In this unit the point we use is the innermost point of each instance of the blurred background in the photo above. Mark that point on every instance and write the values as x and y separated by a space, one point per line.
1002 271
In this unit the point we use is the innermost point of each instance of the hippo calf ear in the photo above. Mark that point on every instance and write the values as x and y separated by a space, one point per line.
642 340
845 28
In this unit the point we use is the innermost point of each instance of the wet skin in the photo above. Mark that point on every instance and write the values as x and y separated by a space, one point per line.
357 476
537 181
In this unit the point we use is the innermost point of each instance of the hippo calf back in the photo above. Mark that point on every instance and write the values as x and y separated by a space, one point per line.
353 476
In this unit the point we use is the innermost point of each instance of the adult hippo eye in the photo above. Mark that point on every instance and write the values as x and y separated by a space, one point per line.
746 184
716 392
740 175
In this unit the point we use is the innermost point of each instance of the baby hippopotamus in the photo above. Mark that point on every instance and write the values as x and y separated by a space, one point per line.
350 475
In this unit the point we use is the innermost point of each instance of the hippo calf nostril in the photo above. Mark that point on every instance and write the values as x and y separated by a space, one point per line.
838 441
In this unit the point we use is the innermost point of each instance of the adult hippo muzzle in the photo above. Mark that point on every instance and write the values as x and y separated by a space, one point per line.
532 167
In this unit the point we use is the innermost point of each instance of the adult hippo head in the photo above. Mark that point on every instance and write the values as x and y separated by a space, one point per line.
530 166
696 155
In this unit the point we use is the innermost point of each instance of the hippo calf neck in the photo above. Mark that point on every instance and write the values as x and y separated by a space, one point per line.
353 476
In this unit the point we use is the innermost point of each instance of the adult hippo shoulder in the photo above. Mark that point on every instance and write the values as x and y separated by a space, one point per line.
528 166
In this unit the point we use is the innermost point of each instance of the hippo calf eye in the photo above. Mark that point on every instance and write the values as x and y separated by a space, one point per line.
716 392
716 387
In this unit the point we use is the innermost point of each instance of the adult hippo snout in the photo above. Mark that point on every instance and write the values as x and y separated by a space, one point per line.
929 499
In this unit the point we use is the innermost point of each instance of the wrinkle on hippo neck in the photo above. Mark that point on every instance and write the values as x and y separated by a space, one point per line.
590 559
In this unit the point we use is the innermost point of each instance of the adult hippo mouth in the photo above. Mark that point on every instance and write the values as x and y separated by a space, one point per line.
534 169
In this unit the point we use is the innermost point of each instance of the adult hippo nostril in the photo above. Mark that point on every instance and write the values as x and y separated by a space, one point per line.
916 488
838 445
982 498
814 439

Exercise instructions | Please return the records above exactly as they are written.

Expected answer |
In this unit the point we use is the innermost point of each instance of the blurred background in the photo above. Mark that point on every instance and write the values as x and y separated by a space, one point per line.
1002 271
In this unit the point we use is the innermost point of each instance of the hippo calf ear in the photo above. Mark that point on every instance and write the values as x and y separated by a space, one point per line.
642 340
845 28
In this unit the point we use is the innermost point of each instance of the wet skin in the photo above. Mark that point on every instance and write the values as x and y separated by a space, one point per line.
357 476
537 181
In this unit the point we use is the innermost point of each instance of the hippo calf back in the photo above. Mark that point on every instance and write the values as x and y separated by a space, one point per line.
353 476
In this unit the point we use is the innermost point of each instance of the adult hippo eye in the photo above. Mark that point on every instance and write the values as x and y separated by a space, one point per line.
746 184
716 392
740 175
In this unit the point we use is the innermost point of each instance of the baby hippopotamus in the photo above. Mark that point on every instance and write the values as x and y separated by a space, one point per line.
350 475
In this unit the point we use is the innermost point of each instance of the hippo calf nostril in the photo above. Mark that point on every instance and write the values as x and y separated by a space, one point per line.
838 441
In this unit the point we use is the innermost point of each instance of the adult hippo muzzle in the photo above. Mark that point on every instance and write the values as x and y separated by a space, one point per line.
532 167
In this unit the point we use is the innermost point of each instance of the adult hippo head in the photo above. Mark that point on every instance and write the values as x and y separated by a space, one point per line.
530 166
696 155
In this unit the point we use is the innermost point of each instance of the hippo calf neck in the photo above. Mark that point on every instance and write the values as x and y separated by a space, one point per line.
353 476
In this unit the point we use is the innermost point of each instance of the adult hippo shoulder in the photo above. Mark that point on every instance and write the values as x and y separated by a space, one point per line.
528 166
In this unit the point we use is the innermost point of each instance of the hippo calf eye in the photo above. Mark that point on every instance and write the values as x and y separated by a space, one point per line.
716 392
716 387
In this unit the point we use is the innermost point of each instance of the adult hippo snout in the photo above. Mark that point on every instance and write the values as x and y separated by a space, one point per line.
929 499
In this unit the point we use is the innermost point of each instance of the wrinkle on hippo neck in the photo above. Mark that point on every instance and write the values as x and y separated by a space, one point per line.
590 559
In this unit the point we use is the innermost point of each instance of the adult hippo mouth in the photo above. Mark that point on every instance and write the values as x and y separated by a space, one point per line.
534 169
In this unit the point we use is the innermost point of each instance of the adult hippo nostril in the photo above. Mark that point on every instance and write the values as x and y separated by a space, one point per line.
916 488
838 445
982 498
814 439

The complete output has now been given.